▶ Written task:
Find every line in the records that contains the word "floor", matching case exactly, and copy each of those lines.

▶ Provided entries:
┏━━
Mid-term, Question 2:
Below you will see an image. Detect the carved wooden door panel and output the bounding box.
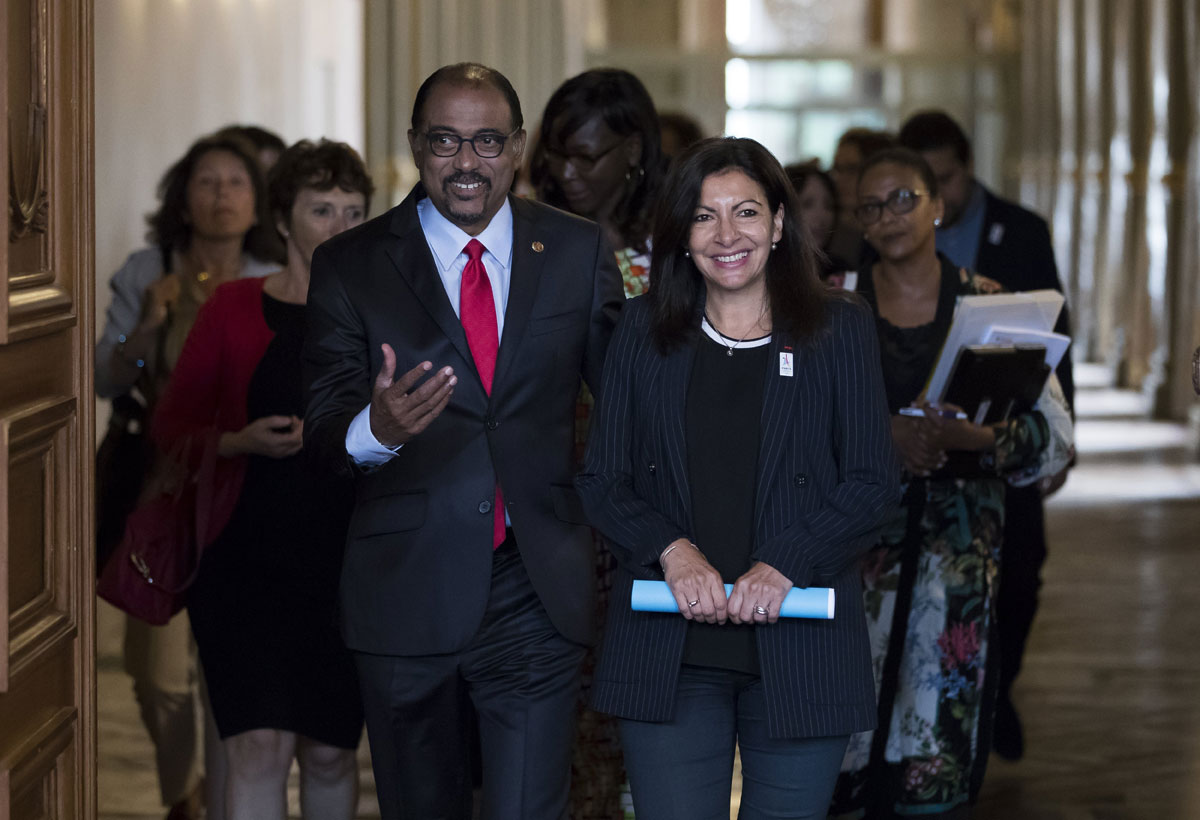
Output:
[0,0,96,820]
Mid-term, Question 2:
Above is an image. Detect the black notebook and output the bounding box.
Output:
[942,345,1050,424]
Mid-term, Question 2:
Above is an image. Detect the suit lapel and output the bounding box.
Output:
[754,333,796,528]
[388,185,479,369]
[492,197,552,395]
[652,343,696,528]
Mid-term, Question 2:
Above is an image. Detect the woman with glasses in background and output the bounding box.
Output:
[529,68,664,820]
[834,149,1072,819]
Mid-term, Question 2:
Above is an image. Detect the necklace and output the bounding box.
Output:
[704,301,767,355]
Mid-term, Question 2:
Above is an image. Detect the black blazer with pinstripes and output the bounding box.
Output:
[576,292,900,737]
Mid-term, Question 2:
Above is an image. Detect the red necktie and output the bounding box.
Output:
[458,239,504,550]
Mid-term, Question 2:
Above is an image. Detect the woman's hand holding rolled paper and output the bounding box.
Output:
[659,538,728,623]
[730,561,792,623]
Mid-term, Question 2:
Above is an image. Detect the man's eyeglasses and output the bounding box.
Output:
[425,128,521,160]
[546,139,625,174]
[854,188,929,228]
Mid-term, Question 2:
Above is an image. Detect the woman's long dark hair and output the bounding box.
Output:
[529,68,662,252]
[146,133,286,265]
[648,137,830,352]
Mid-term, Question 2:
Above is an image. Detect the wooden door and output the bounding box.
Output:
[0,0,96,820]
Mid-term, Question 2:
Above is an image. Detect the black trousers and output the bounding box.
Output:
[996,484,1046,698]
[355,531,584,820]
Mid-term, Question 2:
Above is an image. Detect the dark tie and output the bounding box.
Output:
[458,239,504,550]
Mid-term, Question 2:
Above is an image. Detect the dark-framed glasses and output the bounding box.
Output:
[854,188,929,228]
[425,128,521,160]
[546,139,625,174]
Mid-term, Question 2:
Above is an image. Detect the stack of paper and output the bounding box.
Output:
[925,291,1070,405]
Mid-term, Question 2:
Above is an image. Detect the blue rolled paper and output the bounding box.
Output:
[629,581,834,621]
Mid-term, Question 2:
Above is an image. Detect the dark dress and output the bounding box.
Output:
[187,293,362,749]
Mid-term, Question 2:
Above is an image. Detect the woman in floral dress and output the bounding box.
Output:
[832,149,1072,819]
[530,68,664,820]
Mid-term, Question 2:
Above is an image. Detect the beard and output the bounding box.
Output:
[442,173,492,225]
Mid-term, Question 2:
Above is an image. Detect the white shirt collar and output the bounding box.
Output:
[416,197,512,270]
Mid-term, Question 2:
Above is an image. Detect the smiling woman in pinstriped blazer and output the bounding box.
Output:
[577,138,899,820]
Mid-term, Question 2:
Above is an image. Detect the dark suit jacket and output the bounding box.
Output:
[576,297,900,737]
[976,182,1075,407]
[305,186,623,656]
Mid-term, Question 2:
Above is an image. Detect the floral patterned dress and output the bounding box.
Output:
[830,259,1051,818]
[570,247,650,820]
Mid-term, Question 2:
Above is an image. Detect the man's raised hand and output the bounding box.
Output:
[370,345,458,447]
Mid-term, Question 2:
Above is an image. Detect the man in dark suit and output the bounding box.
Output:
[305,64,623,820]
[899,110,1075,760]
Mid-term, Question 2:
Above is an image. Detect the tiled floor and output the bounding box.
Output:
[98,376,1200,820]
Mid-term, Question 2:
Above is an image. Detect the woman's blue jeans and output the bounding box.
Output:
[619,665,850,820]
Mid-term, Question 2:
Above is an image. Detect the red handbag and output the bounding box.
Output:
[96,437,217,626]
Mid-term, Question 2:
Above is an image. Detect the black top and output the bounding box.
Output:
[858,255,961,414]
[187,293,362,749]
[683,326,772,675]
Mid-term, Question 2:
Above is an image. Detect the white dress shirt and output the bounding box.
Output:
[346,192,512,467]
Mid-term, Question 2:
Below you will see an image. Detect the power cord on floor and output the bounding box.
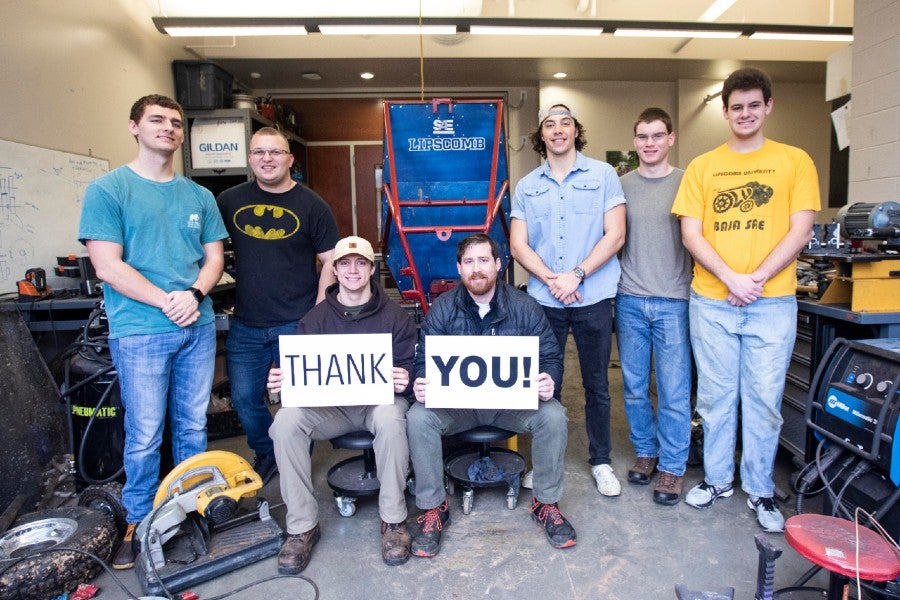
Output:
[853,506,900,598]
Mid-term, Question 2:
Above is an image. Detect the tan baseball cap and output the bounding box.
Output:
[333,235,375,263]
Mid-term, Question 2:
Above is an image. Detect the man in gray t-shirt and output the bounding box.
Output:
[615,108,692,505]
┗━━
▶ Solution:
Above is an image. Detect the tiled floor and output the bounding box.
Below you will see an image. Detect the power cord on floor and output the bounding box.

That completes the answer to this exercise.